══ Trecho da página

Aqui no Joio já mencionamos algumas ações importantes para combater o avanço das DCNTs. Algumas são, inclusive, recomendadas pela própria OMS. A taxação de refrigerantes e demais bebidas adoçadas para frear o consumo exagerado de açúcar, relacionado a diferentes males, é um exemplo. Além dele, há os alertas nas embalagens de alimentos, regras sobre gôndolas de supermercados, entre outros programas que podem contribuir para melhorar a saúde da população em geral.
A ausência ou pouca ênfase na adoção de tais medidas, no entanto, fez com que representantes da sociedade civil considerassem as estimativas da OMS “um fracasso coletivo dos governos”. Foi assim que a diretora-geral da NCD Alliance, a pesquisadora britânica Katie Dain, classificou os dados sobre mortalidade. Ela citou o aumento da diabetes como um caso da falta de ações governamentais: “É uma ilustração trágica desse fracasso e claramente insustentável no futuro”.
A NCD Alliance (equivalente a Aliança contra DCNTs, em português) é uma representante global de uma rede de organizações civis cuja principal pauta é a saúde pública. Em um comunicado à imprensa, a diretora da entidade cobrou a implementação de mais políticas contra os males crônicos.
“Se os governos levarem a sério a prevenção de mortes evitáveis em grande escala e uma melhor preparação do mundo para futuras pandemias, eles precisam investir na saúde de seus cidadãos e promover ambientes saudáveis, combatendo os fatores de risco comuns —álcool, tabaco, falta de atividade física, dietas não saudáveis e poluição do ar— e garantindo que todos que precisam tenham acesso a diagnósticos, tratamentos e cuidados essenciais e que salvam vidas”, afirmou Dain.
E o Brasil nisso?
As estimativas da OMS também mostram as causas de morte em quatro grupos de países de acordo com a faixa de renda estimada pelo Banco Mundial. O Brasil se encontra no segundo pelotão, entre aqueles com renda média-alta. Entre as nações que se enquadram nesse conjunto, os três principais motivos de óbito são iguais ao ranking global —coração, derrame e pulmões. No entanto, há uma incidência maior de DCNTs, que respondem a 8 das 10 principais causas.

════

### Tarefas obrigatórias
**A)** Transcreva do texto sobre as doenças crônicas a passagem que vai de “Aqui no Joio” a “população em geral.”.
**B)** Retome o texto sobre as doenças crônicas, prosseguindo a partir do ponto em que ele se encerra.

══ Registros de dados

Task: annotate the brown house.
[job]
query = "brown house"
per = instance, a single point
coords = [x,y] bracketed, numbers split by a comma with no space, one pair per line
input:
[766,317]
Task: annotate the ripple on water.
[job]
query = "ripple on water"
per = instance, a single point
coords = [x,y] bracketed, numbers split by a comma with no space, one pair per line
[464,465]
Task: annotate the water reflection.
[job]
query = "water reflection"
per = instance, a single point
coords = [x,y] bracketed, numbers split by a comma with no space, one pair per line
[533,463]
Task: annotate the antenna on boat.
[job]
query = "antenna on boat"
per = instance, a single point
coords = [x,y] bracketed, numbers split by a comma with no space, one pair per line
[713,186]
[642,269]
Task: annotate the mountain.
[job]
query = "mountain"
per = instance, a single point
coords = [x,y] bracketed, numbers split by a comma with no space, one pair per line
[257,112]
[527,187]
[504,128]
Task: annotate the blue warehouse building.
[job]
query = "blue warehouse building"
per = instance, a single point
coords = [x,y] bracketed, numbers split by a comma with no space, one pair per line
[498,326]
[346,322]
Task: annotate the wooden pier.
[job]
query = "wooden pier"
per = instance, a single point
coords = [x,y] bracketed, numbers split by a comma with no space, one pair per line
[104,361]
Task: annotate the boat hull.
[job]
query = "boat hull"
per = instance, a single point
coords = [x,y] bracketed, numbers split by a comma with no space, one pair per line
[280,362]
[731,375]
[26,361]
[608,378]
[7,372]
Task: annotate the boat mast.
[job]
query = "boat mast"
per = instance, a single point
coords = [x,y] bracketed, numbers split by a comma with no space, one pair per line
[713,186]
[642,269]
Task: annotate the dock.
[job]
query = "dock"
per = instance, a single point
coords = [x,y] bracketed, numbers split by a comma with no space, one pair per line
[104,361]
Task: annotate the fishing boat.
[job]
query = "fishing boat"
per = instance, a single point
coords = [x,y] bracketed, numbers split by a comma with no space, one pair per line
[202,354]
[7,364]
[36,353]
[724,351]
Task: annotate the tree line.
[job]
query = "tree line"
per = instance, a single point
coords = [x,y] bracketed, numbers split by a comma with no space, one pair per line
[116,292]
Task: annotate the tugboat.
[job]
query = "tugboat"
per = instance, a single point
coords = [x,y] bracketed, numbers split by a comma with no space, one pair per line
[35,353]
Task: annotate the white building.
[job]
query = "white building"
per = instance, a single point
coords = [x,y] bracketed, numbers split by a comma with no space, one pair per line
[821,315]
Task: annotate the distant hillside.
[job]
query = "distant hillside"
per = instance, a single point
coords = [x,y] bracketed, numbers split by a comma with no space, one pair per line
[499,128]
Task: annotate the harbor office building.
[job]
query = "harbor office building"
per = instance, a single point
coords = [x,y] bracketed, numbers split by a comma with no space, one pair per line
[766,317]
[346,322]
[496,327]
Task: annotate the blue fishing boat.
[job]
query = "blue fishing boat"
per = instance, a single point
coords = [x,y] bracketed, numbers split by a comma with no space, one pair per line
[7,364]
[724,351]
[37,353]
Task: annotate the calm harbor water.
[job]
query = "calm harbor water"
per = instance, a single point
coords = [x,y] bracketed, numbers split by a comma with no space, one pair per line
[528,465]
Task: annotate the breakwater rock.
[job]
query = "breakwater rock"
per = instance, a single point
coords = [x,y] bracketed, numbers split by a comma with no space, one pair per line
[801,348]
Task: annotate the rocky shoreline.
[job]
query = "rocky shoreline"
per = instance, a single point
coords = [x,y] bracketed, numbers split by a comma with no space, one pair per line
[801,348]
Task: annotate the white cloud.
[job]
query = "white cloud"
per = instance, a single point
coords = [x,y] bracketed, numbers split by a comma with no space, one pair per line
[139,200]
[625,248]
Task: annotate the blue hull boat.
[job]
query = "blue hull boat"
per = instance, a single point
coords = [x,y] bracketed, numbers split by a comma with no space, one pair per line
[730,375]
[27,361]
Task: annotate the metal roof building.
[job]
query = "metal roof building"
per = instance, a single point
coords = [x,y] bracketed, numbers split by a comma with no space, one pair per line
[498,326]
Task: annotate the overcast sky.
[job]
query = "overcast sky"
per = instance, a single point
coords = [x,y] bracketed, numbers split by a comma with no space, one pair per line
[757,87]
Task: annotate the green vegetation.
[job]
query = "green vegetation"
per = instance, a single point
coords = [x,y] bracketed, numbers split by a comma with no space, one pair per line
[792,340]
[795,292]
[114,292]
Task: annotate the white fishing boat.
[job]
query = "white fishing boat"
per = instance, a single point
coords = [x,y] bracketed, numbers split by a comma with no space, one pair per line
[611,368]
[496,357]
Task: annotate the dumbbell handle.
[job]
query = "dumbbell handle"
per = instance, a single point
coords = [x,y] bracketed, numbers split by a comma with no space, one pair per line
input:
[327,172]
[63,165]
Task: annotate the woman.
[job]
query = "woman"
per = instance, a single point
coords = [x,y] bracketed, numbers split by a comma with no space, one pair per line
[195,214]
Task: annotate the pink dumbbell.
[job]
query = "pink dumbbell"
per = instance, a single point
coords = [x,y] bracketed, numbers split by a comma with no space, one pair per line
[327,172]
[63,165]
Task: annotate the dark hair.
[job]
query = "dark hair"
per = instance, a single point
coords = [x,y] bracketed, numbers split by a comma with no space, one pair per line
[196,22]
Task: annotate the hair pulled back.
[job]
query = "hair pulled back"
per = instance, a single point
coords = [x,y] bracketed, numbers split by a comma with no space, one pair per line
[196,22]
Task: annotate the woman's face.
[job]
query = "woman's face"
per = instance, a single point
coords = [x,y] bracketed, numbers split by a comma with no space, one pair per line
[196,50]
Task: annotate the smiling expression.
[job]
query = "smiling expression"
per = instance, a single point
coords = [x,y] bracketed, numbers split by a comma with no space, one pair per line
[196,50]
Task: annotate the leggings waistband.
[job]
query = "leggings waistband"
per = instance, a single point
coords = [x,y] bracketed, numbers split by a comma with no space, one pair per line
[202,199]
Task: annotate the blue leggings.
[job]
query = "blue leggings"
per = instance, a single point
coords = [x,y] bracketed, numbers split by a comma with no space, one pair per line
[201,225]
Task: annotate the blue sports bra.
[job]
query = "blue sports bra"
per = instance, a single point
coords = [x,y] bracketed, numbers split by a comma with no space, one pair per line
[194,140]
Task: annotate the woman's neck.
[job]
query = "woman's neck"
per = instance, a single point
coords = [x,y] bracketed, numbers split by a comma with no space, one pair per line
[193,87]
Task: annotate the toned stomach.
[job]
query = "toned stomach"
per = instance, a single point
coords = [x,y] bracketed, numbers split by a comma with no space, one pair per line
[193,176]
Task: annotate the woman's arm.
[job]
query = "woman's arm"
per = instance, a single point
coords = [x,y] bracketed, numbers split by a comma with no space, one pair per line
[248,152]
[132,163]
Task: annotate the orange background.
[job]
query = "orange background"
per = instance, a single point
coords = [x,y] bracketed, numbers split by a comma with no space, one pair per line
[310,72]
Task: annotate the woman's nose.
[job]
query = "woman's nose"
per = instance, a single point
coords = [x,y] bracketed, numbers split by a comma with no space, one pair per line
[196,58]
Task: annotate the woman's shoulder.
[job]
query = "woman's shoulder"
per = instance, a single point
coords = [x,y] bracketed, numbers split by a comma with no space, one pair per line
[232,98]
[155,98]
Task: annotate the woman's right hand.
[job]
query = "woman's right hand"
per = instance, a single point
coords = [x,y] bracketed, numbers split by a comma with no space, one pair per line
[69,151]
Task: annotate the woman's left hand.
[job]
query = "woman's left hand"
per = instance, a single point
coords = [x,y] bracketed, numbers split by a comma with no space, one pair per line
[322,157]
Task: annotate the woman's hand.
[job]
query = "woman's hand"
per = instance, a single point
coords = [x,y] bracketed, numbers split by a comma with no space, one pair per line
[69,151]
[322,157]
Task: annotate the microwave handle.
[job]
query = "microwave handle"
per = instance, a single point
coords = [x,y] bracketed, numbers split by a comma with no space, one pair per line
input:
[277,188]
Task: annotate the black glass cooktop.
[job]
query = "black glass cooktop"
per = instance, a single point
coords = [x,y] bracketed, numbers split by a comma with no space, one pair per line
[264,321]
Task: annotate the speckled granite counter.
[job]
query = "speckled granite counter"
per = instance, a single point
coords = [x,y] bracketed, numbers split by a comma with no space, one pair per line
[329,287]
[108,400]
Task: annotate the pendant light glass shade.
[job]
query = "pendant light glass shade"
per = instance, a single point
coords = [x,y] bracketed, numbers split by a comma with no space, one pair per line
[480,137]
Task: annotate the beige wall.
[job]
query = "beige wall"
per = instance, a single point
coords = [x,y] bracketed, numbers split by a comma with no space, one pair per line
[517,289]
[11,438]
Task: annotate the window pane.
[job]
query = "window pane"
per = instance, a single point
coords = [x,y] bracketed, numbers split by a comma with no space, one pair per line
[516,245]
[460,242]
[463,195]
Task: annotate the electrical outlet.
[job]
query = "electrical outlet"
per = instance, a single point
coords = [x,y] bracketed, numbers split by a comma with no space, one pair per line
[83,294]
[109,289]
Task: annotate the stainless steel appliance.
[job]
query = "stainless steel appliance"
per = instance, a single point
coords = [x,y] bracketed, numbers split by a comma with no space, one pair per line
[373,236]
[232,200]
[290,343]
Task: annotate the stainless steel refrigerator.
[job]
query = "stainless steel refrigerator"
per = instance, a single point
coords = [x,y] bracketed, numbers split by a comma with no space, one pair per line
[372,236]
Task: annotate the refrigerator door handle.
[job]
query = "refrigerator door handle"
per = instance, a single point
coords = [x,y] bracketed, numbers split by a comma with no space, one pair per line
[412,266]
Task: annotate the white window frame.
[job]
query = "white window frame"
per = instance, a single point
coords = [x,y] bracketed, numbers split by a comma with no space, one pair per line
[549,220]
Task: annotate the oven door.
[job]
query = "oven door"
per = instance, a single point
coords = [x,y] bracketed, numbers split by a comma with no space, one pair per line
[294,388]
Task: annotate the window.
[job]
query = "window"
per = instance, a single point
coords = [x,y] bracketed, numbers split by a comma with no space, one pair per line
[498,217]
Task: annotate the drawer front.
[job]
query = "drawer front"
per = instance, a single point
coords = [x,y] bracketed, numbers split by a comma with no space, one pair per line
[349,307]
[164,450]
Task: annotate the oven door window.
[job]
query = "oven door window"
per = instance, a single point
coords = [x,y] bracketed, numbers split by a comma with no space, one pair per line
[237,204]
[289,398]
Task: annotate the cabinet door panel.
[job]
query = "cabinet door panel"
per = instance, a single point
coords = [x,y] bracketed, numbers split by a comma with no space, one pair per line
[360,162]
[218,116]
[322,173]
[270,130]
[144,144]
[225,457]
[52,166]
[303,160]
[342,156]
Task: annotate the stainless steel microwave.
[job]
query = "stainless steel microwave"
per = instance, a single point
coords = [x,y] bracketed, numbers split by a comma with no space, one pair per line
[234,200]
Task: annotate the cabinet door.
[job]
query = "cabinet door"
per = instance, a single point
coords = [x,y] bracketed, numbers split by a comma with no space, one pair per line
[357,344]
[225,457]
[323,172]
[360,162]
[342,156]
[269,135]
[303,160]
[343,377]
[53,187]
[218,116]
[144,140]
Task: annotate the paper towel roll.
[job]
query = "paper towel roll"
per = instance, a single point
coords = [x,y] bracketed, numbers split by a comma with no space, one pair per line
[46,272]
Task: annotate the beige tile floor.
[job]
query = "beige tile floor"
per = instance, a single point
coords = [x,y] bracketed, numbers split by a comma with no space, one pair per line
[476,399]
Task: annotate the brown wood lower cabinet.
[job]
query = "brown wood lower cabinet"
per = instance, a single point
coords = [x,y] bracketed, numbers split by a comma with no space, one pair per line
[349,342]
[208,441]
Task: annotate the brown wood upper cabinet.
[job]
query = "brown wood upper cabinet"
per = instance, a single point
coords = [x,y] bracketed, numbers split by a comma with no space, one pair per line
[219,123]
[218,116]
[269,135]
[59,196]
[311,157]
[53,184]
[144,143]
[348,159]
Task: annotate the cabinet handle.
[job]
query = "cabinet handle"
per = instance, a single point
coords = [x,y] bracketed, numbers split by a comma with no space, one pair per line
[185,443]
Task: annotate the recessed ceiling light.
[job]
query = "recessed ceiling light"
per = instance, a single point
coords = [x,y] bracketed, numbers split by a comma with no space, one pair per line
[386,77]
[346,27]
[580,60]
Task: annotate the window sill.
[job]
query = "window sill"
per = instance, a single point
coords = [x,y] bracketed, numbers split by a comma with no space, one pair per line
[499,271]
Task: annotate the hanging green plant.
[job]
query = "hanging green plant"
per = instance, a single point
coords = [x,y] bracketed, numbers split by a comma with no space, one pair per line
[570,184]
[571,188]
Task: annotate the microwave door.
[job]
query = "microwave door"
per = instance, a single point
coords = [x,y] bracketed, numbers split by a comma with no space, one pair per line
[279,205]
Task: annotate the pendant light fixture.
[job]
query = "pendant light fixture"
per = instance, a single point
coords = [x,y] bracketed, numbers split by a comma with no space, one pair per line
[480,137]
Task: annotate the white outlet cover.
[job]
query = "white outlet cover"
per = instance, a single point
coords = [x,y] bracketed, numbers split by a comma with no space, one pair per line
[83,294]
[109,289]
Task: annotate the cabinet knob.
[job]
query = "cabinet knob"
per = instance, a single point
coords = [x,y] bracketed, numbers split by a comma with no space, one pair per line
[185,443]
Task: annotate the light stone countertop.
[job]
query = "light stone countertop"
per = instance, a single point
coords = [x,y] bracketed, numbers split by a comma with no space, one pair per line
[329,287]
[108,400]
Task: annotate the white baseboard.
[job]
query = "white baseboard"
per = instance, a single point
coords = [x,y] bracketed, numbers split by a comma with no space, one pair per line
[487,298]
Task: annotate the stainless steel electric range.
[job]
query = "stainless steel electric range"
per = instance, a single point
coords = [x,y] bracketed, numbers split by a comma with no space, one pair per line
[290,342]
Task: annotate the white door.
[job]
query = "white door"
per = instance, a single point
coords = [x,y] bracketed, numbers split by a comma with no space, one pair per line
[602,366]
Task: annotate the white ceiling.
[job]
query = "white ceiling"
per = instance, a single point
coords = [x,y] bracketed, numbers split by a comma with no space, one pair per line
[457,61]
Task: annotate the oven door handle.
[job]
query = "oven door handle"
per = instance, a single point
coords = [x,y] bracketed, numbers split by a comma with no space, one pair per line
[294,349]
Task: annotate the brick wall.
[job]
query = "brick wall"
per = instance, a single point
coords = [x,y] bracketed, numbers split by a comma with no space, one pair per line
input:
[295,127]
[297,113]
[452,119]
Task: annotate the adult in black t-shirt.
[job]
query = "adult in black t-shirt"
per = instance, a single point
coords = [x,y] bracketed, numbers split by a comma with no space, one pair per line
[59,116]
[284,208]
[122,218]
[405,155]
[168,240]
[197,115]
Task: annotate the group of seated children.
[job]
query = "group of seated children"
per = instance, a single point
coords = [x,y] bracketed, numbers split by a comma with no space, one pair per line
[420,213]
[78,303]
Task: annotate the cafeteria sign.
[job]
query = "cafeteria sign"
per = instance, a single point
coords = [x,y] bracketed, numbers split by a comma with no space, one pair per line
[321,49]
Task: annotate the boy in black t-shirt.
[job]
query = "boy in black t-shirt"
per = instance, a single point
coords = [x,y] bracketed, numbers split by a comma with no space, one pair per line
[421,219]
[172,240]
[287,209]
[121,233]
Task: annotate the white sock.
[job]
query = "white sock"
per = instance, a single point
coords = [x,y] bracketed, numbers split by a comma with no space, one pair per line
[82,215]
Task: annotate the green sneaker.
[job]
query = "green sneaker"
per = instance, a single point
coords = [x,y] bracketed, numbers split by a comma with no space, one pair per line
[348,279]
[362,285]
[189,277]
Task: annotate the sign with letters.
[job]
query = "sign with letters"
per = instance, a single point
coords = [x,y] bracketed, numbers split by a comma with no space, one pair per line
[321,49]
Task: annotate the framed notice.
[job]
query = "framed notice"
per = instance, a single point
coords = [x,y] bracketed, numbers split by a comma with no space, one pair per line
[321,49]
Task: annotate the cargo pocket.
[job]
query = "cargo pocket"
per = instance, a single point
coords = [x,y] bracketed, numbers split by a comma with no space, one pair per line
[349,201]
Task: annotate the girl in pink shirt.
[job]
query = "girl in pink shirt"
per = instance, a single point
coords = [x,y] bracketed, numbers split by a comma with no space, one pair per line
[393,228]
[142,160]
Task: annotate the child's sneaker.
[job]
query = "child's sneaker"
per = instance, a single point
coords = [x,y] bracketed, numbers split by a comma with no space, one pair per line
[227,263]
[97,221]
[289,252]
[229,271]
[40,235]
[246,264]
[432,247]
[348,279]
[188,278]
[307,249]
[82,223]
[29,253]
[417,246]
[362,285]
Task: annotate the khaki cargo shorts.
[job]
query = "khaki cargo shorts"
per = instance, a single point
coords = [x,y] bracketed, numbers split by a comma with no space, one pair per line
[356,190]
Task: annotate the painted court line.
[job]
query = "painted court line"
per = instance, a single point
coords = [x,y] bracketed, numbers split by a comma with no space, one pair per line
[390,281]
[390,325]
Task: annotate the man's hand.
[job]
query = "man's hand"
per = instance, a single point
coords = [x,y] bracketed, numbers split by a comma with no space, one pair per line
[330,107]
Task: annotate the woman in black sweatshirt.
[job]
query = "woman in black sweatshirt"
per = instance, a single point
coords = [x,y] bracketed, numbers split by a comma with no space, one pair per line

════

### Respostas esperadas
**A)**
Aqui no Joio já mencionamos algumas ações importantes para combater o avanço das DCNTs. Algumas são, inclusive, recomendadas pela própria OMS. A taxação de refrigerantes e demais bebidas adoçadas para frear o consumo exagerado de açúcar, relacionado a diferentes males, é um exemplo. Além dele, há os alertas nas embalagens de alimentos, regras sobre gôndolas de supermercados, entre outros programas que podem contribuir para melhorar a saúde da população em geral.

**B)**
Os números vão ao encontro do que os indicadores constatam por aqui. Segundo as informações mais recentes do Ministério da Saúde, de 2017, as doenças não transmissíveis apresentaram uma taxa de 172,4 mortes a cada 100 mil habitantes, um patamar bem superior às provocadas por doenças infecciosas (36,1 a cada 100 mil) e causas externas (77,6 a cada 100 mil).
Tais achados não são sem motivos. O país vem imprimindo um ritmo mais lento do que deveria nas ações de combate aos males crônicos. Enquanto a mortalidade por DCNTs é líder, fatores de risco para o desenvolvimento dessas enfermidades estão em crescimento no país. Um deles é o ganho de peso pela população. De acordo com a última edição da Pesquisa Nacional de Saúde do IBGE, mais de um quarto dos brasileiros adultos (26,8%) estava obeso e 60,3% tinha sobrepeso em 2019.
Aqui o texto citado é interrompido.